* Objectives:
- a) Summarize the social care text in two sentences.
- b) According to the social care text, how much does the economy lose when people give up work or reduce their hours to provide care?
- c) Copy word for word the part of the social care text that begins at the words "Sadly, social care" and stops after "we are providing.".

* Provided text:
Sadly, social care funding has simply not kept pace with rapidly growing demand. What is currently on offer simply does not match the way modern families live and work.  However, funding is only part of the issue, and while policy makers grapple with the vexed question of how to pay for care, we also need to think differently about what we are providing.

Failures to provide decent social care not only paralyse families, they stifle economic productivity. Over a million people, often at the peak of their careers, are being forced to give up work or reduce working hours to care, with a loss to the economy of £5.3 billion. Many end up in debt, facing financial hardship into their retirement.  We have to reduce the risk of this economic damage, and in this respect care and support services are as much about economic productivity as about social cohesion.

Growth

Can the ‘Demographic timebomb’ be turned into a good news story of economic growth?  We are seeing increasing demand for better and more flexible services from families willing and able to buy care, from service-users with personal budgets, and from employers who want services that enable their employees to work without stress, much like childcare does for parents. Most people who use care services – and that includes the low level preventive services often paid ‘cash in hand’ such as cleaning, gardening or shopping – are ‘self-funders’, paying for it themselves. So if most of us pay for care – and most of us will have to, subsidised or not – can we demand services that do what we want them to, when we want them to?

* Information provided:
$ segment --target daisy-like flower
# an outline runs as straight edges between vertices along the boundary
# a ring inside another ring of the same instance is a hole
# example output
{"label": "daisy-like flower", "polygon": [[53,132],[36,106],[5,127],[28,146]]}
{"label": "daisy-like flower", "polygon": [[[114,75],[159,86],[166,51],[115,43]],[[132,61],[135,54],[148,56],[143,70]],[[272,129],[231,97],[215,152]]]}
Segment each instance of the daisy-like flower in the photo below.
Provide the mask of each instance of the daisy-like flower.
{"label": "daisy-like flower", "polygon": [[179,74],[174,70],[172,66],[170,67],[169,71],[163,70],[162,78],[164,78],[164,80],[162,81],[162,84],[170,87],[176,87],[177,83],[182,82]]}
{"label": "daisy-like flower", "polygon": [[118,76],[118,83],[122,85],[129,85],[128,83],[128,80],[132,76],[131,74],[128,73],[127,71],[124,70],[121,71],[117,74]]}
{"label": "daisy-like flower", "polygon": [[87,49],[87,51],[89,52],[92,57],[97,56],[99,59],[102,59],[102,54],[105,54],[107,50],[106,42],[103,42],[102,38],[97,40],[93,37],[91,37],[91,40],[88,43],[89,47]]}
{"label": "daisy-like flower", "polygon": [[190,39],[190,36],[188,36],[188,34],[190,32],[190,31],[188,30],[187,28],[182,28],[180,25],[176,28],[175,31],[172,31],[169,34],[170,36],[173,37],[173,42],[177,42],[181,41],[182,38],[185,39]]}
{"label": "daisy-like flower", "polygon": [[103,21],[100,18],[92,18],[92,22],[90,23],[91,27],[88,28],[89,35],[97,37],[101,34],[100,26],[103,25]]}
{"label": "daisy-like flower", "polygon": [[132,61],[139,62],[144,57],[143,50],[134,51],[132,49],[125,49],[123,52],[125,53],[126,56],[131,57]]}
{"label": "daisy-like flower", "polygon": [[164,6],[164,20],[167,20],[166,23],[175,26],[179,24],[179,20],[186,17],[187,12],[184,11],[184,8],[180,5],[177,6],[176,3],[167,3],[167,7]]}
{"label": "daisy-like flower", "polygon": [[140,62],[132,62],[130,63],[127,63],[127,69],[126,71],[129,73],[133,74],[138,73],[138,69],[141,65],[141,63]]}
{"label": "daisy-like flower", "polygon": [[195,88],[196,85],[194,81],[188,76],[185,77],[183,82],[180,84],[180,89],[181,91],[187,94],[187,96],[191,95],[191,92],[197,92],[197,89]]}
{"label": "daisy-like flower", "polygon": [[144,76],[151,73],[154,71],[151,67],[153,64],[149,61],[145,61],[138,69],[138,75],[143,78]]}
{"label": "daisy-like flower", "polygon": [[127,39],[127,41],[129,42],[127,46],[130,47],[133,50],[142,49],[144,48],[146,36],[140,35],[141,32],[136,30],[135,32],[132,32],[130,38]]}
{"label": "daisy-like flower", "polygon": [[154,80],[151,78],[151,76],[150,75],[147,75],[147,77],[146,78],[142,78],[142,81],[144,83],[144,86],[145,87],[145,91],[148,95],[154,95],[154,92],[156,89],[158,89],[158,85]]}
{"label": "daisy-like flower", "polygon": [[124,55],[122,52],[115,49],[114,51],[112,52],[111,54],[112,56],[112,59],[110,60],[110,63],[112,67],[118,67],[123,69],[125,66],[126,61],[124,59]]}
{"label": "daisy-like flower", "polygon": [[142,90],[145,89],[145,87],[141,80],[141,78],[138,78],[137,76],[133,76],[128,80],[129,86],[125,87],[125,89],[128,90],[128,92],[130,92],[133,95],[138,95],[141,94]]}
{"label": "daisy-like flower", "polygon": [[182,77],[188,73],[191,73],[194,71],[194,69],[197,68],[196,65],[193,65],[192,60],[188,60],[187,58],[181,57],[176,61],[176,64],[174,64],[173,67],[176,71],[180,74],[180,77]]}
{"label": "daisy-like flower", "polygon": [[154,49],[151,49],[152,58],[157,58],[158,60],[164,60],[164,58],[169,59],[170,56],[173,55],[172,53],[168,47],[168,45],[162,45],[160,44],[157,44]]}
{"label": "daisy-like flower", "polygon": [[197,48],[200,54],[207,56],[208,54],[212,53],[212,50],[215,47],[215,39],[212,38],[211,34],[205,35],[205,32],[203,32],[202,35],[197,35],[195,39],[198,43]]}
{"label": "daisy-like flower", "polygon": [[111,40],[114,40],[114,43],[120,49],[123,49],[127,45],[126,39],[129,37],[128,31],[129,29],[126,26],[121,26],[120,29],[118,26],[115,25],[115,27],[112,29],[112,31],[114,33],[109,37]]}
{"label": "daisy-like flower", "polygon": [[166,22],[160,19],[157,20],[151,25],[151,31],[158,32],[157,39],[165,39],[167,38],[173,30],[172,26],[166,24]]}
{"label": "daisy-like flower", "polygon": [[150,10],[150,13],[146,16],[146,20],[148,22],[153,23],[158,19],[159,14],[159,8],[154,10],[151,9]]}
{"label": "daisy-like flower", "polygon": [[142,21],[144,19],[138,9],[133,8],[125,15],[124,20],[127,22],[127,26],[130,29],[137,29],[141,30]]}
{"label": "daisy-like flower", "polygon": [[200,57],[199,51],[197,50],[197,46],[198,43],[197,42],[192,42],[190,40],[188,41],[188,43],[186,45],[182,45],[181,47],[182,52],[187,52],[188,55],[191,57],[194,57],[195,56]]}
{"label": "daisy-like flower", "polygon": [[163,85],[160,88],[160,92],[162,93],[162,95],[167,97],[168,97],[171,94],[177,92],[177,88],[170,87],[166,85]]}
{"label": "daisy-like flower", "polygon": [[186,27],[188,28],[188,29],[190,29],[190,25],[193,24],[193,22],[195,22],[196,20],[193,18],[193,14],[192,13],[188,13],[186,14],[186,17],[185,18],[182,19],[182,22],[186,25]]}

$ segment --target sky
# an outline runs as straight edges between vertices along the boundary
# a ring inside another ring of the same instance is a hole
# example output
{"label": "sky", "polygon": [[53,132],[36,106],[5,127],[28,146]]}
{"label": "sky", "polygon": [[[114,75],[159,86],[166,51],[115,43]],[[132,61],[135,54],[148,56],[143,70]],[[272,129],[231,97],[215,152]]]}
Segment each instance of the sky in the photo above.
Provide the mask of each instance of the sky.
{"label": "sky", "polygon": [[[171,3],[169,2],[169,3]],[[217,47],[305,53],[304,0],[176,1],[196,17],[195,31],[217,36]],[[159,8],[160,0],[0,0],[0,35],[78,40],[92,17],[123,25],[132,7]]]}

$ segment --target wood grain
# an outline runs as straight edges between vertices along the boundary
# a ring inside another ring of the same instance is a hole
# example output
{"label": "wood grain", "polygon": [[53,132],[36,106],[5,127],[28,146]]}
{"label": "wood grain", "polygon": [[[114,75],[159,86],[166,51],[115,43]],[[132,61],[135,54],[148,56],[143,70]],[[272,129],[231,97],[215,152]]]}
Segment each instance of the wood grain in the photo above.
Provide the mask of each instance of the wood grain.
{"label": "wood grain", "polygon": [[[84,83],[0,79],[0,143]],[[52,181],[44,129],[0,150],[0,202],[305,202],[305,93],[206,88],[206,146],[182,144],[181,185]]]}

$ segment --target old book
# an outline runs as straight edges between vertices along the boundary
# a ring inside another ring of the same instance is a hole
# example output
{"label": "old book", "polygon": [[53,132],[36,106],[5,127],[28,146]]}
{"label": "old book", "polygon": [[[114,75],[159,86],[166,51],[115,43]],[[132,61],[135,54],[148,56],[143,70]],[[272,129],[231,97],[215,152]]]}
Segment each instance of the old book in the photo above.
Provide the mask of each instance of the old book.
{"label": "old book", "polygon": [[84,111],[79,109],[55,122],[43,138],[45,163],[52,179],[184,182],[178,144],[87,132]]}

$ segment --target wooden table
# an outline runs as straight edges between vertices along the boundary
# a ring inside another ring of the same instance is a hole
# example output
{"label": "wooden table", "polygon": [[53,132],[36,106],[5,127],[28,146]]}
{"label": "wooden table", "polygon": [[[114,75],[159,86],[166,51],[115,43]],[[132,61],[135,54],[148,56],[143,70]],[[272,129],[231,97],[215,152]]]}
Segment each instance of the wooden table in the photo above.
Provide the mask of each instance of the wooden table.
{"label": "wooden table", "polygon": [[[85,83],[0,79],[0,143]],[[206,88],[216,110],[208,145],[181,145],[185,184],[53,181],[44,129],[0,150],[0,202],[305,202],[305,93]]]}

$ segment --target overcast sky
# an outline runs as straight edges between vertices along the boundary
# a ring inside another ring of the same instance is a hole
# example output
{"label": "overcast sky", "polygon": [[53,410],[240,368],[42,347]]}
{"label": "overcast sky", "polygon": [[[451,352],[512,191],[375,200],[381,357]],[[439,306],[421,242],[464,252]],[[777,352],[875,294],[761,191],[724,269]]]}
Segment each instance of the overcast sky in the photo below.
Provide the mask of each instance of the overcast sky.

* Task-by-task results:
- a) Social care funding has not kept pace with rapidly growing demand, and failures to provide decent care force over a million people to give up work or reduce their hours, at a loss to the economy of £5.3 billion. Most people who use care services are self-funders, and demand for better and more flexible services is growing among families, service-users with personal budgets, and employers.

- b) £5.3 billion.

- c)
Sadly, social care funding has simply not kept pace with rapidly growing demand. What is currently on offer simply does not match the way modern families live and work.  However, funding is only part of the issue, and while policy makers grapple with the vexed question of how to pay for care, we also need to think differently about what we are providing.